Repeat every item below word for word, changing nothing.
** begin Data provided **
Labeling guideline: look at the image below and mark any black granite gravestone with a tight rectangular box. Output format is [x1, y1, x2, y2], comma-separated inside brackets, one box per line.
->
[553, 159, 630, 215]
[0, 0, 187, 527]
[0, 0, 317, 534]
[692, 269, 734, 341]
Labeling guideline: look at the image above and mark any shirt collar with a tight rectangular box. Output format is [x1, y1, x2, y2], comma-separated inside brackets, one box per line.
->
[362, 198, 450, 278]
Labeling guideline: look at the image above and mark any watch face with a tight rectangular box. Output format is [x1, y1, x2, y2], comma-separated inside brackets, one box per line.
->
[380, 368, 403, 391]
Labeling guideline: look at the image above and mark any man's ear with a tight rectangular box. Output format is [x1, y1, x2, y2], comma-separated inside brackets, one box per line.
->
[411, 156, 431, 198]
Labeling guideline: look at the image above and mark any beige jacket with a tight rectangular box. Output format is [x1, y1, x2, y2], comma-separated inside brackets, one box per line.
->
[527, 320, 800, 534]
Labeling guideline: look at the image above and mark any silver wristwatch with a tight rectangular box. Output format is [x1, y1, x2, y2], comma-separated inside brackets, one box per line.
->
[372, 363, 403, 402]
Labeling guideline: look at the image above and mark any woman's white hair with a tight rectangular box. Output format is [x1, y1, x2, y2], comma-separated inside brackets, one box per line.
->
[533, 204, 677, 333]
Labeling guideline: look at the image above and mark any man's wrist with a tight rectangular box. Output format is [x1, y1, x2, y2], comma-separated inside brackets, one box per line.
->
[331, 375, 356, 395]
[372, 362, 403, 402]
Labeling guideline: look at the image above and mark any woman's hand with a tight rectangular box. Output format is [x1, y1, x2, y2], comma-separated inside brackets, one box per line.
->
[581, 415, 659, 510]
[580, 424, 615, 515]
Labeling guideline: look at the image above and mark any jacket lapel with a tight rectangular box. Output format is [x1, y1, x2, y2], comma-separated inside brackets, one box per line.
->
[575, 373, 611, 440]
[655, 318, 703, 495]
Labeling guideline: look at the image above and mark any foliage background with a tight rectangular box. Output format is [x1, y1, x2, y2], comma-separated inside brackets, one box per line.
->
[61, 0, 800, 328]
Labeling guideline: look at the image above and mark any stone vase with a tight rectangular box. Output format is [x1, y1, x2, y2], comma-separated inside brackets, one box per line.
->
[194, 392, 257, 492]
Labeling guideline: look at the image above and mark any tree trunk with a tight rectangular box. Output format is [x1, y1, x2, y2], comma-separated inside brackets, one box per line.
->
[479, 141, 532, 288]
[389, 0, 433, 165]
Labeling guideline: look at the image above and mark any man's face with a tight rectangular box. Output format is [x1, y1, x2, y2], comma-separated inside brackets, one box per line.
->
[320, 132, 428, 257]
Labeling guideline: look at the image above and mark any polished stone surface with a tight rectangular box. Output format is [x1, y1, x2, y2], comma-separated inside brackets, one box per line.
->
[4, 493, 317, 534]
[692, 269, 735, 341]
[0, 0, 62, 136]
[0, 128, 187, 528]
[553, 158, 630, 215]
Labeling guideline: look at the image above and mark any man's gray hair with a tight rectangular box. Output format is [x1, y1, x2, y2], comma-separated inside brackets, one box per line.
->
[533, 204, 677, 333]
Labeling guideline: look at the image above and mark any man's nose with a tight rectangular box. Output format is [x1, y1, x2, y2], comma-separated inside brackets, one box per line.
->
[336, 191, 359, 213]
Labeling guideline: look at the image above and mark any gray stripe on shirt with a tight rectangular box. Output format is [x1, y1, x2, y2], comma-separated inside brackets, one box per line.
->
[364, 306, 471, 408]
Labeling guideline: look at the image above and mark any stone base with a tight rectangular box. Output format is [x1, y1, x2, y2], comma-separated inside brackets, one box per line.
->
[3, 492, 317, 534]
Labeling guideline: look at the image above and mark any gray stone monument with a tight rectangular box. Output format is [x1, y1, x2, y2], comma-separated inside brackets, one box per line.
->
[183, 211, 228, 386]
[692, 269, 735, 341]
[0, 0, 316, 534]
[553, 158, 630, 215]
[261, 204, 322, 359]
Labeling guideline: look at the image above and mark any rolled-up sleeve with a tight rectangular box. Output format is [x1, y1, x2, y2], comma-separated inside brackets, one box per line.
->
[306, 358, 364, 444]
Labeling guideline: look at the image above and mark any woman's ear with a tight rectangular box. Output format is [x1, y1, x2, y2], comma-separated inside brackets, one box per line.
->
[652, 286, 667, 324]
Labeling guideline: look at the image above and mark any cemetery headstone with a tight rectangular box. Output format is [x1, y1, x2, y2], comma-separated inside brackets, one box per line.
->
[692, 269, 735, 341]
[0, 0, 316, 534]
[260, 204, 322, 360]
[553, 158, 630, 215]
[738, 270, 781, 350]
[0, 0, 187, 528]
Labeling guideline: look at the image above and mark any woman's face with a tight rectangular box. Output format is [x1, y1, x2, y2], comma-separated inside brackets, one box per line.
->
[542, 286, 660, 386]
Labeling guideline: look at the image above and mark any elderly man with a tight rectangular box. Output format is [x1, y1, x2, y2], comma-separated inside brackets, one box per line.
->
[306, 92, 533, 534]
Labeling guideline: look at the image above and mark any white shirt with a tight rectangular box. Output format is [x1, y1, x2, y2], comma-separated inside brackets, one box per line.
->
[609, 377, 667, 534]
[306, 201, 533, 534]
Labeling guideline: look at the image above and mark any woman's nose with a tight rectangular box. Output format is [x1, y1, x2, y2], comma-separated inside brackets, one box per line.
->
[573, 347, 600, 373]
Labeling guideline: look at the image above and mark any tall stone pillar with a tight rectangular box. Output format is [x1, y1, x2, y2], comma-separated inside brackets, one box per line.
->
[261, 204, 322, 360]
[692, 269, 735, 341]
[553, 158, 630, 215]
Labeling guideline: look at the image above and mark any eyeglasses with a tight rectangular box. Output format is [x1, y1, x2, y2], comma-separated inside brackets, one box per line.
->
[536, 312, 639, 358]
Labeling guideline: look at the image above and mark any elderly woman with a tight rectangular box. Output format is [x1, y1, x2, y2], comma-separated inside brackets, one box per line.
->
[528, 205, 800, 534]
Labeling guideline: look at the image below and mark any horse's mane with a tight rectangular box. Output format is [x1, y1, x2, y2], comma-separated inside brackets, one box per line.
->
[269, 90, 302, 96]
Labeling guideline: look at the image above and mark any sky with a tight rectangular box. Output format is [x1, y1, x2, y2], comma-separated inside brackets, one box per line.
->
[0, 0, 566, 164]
** end Data provided **
Solution for this problem –
Labeling guideline: look at the image below and mark any black granite gravestone with a tight rectangular box. Output format is [x1, y1, x2, y2], comma-separated inside brackets, one box per line.
->
[553, 159, 630, 215]
[0, 0, 187, 527]
[0, 0, 317, 534]
[692, 269, 734, 341]
Labeling guideline: look at the image above and mark any shirt collar with a tight rectangular box. Output format is [x1, y1, x2, y2], comma-separated inside brackets, one box per line.
->
[362, 198, 450, 278]
Labeling guideline: look at the image above and mark any watch face with a tight rectangular box. Output format is [x1, y1, x2, y2], comma-separated inside brackets, one box per line.
->
[380, 368, 403, 391]
Labeling guideline: look at the image above and mark any man's ear with a tight rectangular box. Output format is [x1, y1, x2, y2], comma-separated inside brackets, one box per line.
->
[411, 156, 431, 198]
Labeling guideline: look at the image above and mark any beige jacket with a tight rectangular box. Output format is [x1, y1, x2, y2], comma-separated inside brackets, one box per line.
->
[527, 320, 800, 534]
Labeling guideline: look at the image above and mark any silver wristwatch with a tight rectangular box. Output format is [x1, y1, x2, y2], comma-separated inside brackets, one box per line.
->
[372, 363, 403, 402]
Labeling guideline: look at the image above and mark any woman's white hair with a tight rectangular box. Output format is [x1, y1, x2, y2], comma-separated inside brackets, one box per line.
->
[533, 204, 677, 333]
Labeling guideline: look at the image above and mark any man's wrist with a tight rectangular box. Output format is [x1, y1, x2, y2], comma-separated inside brackets, one box per line.
->
[331, 375, 356, 395]
[372, 362, 403, 402]
Labeling guideline: look at the image above and mark any woman's hand with a tight rectangular box. Output format is [x1, y1, x2, y2], comma-separated inside brackets, one box per line.
->
[581, 415, 659, 510]
[580, 424, 615, 515]
Labeling guideline: look at the image above and mark any jacket lapel with a tight rectangular box. Output format is [x1, y1, x2, y2], comma-separated inside brackets, one box per line.
->
[575, 373, 611, 440]
[655, 318, 703, 495]
Labeling guideline: look at the image above and mark any foliage background with a tight rectangular box. Output format is [x1, y1, x2, y2], comma-separated inside brackets, one box per line.
->
[61, 0, 800, 328]
Labeling guideline: look at the image above and mark any stone vase with a tight rectangular box. Output format is [x1, y1, x2, y2], comma-separated inside brackets, one box per line.
->
[194, 392, 257, 492]
Labeling guideline: look at the image above and mark any tree trunk with a tight rectangular box. Output format is [x1, y1, x2, y2], comma-separated inside brackets, one box per line.
->
[479, 141, 532, 288]
[389, 0, 433, 165]
Labeling guideline: look at the image above and mark any man's face with a tight rectangular box. Output format is [x1, y1, x2, y2], comma-separated inside brackets, one box per line.
->
[320, 132, 428, 257]
Labeling guideline: look at the image above and mark any polished stone surface with a tight rectangular box. Output format is [x1, y1, x2, y2], comma-separated inside brackets, one box per line.
->
[4, 493, 317, 534]
[692, 269, 735, 341]
[0, 0, 62, 136]
[0, 128, 187, 528]
[553, 158, 630, 215]
Labeling guideline: look at the image above and mark any man's gray hair with a tight rectangular box. Output format is [x1, y1, x2, y2], comma-separated inside brackets, one box per line.
->
[533, 204, 677, 333]
Labeling guideline: look at the image above and mark any man's nose with a tight rectangular box. Output format is [x1, y1, x2, y2], comma-separated inside brackets, one box per line.
->
[336, 191, 359, 213]
Labeling guideline: look at the image above and mark any gray stripe on shirt with a tight rectangular box. Output format is [x1, y1, x2, y2], comma-separated inside brackets, one box per line.
->
[364, 306, 471, 408]
Labeling guideline: look at the image above and mark any stone base with a tight rectangular box. Output format is [x1, y1, x2, y2], comma-separated inside brackets, one box per line.
->
[3, 492, 317, 534]
Labeling guideline: look at the image above and mark any gray stone monument with a tight rectangular box. Output format is [x1, y1, x2, y2], comma-separated inside brackets, one box per line.
->
[183, 211, 228, 386]
[692, 269, 735, 341]
[0, 0, 316, 534]
[553, 158, 630, 215]
[261, 204, 322, 359]
Labeling guideline: look at the image above and mark any rolled-up sleeve with a tight rectangular box. Output format is [x1, y1, x2, y2], comma-separated inside brackets, one box per line.
->
[306, 358, 364, 444]
Labeling guideline: look at the image above and mark any woman's ear with a tight rectangular box. Output format is [x1, y1, x2, y2], comma-separated inside brackets, one box per line.
->
[652, 286, 667, 324]
Labeling guideline: look at the image above and mark any cemetery headstone with a tight rectangular box. Output format is [x1, y1, x2, y2], comma-separated inside brackets, one box per line.
->
[692, 269, 735, 341]
[0, 0, 316, 534]
[260, 204, 322, 360]
[553, 158, 630, 215]
[738, 270, 781, 350]
[0, 0, 187, 528]
Labeling guideline: look at the image above and mark any woman's face with a tight rectangular box. Output format is [x1, y1, x2, y2], comma-separated inside brackets, one box per line.
->
[542, 286, 660, 386]
Labeling guideline: look at the image above and mark any elderly man with a tight rectangular box. Output format is [x1, y1, x2, y2], comma-separated inside brackets, one box per line.
->
[306, 92, 533, 534]
Labeling guideline: look at the image above and mark any white shirt with a tight rectangular box. Output format is [x1, y1, x2, y2], comma-separated inside brackets, one box per line.
->
[609, 377, 667, 534]
[306, 201, 533, 534]
Labeling guideline: look at the image above and mark any woman's nose with a tight rectangular box. Output format is [x1, y1, x2, y2], comma-separated inside brackets, one box per line.
->
[573, 347, 600, 373]
Labeling guideline: look at the image above and mark any tall stone pillar with a tight rectangular box. Output format is [x1, y1, x2, y2], comma-separated inside brackets, one box per line.
->
[261, 204, 322, 360]
[692, 269, 735, 341]
[553, 158, 630, 215]
Labeling guideline: look at the image above and mark any eyeglasses with a tight rectangular box. Output format is [x1, y1, x2, y2], comma-separated inside brackets, one box per line.
->
[536, 312, 639, 358]
Labeling guideline: look at the image above and mark any elderly woman with a tight rectangular box. Output format is [x1, y1, x2, y2], comma-separated inside brackets, one box per line.
->
[528, 205, 800, 534]
Labeling guideline: look at the image below and mark any horse's mane with a tight rectangular box. Output format is [x1, y1, x2, y2], comma-separated inside brackets, one box per line.
->
[269, 90, 302, 96]
Labeling guideline: look at the image above and mark any sky with a tight rectangular box. Output format is [x1, y1, x2, y2], comma-separated inside brackets, one box per line.
->
[0, 0, 566, 164]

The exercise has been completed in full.